(Data shown Opens)

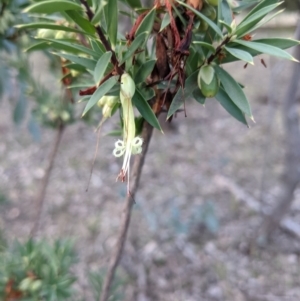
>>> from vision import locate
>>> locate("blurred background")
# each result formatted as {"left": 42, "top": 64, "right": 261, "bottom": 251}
{"left": 1, "top": 1, "right": 300, "bottom": 300}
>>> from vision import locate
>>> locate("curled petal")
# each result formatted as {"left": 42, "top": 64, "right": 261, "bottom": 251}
{"left": 115, "top": 140, "right": 125, "bottom": 149}
{"left": 113, "top": 148, "right": 126, "bottom": 157}
{"left": 132, "top": 137, "right": 143, "bottom": 147}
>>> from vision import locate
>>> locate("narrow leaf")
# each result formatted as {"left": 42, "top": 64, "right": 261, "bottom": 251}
{"left": 134, "top": 60, "right": 156, "bottom": 85}
{"left": 24, "top": 0, "right": 82, "bottom": 14}
{"left": 132, "top": 89, "right": 162, "bottom": 131}
{"left": 40, "top": 39, "right": 100, "bottom": 58}
{"left": 104, "top": 0, "right": 118, "bottom": 48}
{"left": 92, "top": 0, "right": 108, "bottom": 25}
{"left": 135, "top": 8, "right": 156, "bottom": 38}
{"left": 16, "top": 23, "right": 91, "bottom": 36}
{"left": 254, "top": 38, "right": 300, "bottom": 49}
{"left": 193, "top": 41, "right": 215, "bottom": 53}
{"left": 65, "top": 10, "right": 96, "bottom": 34}
{"left": 167, "top": 70, "right": 198, "bottom": 119}
{"left": 119, "top": 32, "right": 147, "bottom": 65}
{"left": 54, "top": 53, "right": 97, "bottom": 71}
{"left": 82, "top": 76, "right": 119, "bottom": 116}
{"left": 215, "top": 88, "right": 248, "bottom": 125}
{"left": 225, "top": 46, "right": 254, "bottom": 64}
{"left": 234, "top": 40, "right": 298, "bottom": 61}
{"left": 94, "top": 52, "right": 112, "bottom": 84}
{"left": 214, "top": 65, "right": 252, "bottom": 118}
{"left": 160, "top": 13, "right": 171, "bottom": 32}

(Data shown Closes)

- _Task objective_:
Word for word, please reproduce each entry above and leave out every picture.

- _Answer to the problem_:
>>> from vision import locate
>>> locate("blurred background")
# each result formatted as {"left": 42, "top": 64, "right": 261, "bottom": 251}
{"left": 1, "top": 1, "right": 300, "bottom": 300}
>>> from vision import locate
>>> locate("curled petal")
# each result formatted as {"left": 42, "top": 64, "right": 261, "bottom": 251}
{"left": 115, "top": 140, "right": 125, "bottom": 149}
{"left": 113, "top": 148, "right": 126, "bottom": 157}
{"left": 132, "top": 137, "right": 143, "bottom": 147}
>>> from vision import locate
>>> locate("narrow leaf")
# each result formatted as {"left": 42, "top": 64, "right": 261, "bottom": 251}
{"left": 134, "top": 60, "right": 156, "bottom": 85}
{"left": 24, "top": 0, "right": 82, "bottom": 14}
{"left": 132, "top": 89, "right": 162, "bottom": 131}
{"left": 40, "top": 39, "right": 100, "bottom": 58}
{"left": 104, "top": 0, "right": 118, "bottom": 48}
{"left": 92, "top": 0, "right": 108, "bottom": 25}
{"left": 135, "top": 8, "right": 156, "bottom": 38}
{"left": 16, "top": 23, "right": 91, "bottom": 36}
{"left": 254, "top": 38, "right": 300, "bottom": 49}
{"left": 193, "top": 41, "right": 215, "bottom": 53}
{"left": 65, "top": 10, "right": 96, "bottom": 34}
{"left": 167, "top": 70, "right": 198, "bottom": 119}
{"left": 119, "top": 32, "right": 147, "bottom": 65}
{"left": 54, "top": 53, "right": 97, "bottom": 71}
{"left": 82, "top": 76, "right": 119, "bottom": 116}
{"left": 215, "top": 88, "right": 248, "bottom": 125}
{"left": 225, "top": 46, "right": 254, "bottom": 64}
{"left": 234, "top": 40, "right": 298, "bottom": 61}
{"left": 94, "top": 52, "right": 112, "bottom": 84}
{"left": 214, "top": 65, "right": 252, "bottom": 118}
{"left": 160, "top": 13, "right": 171, "bottom": 32}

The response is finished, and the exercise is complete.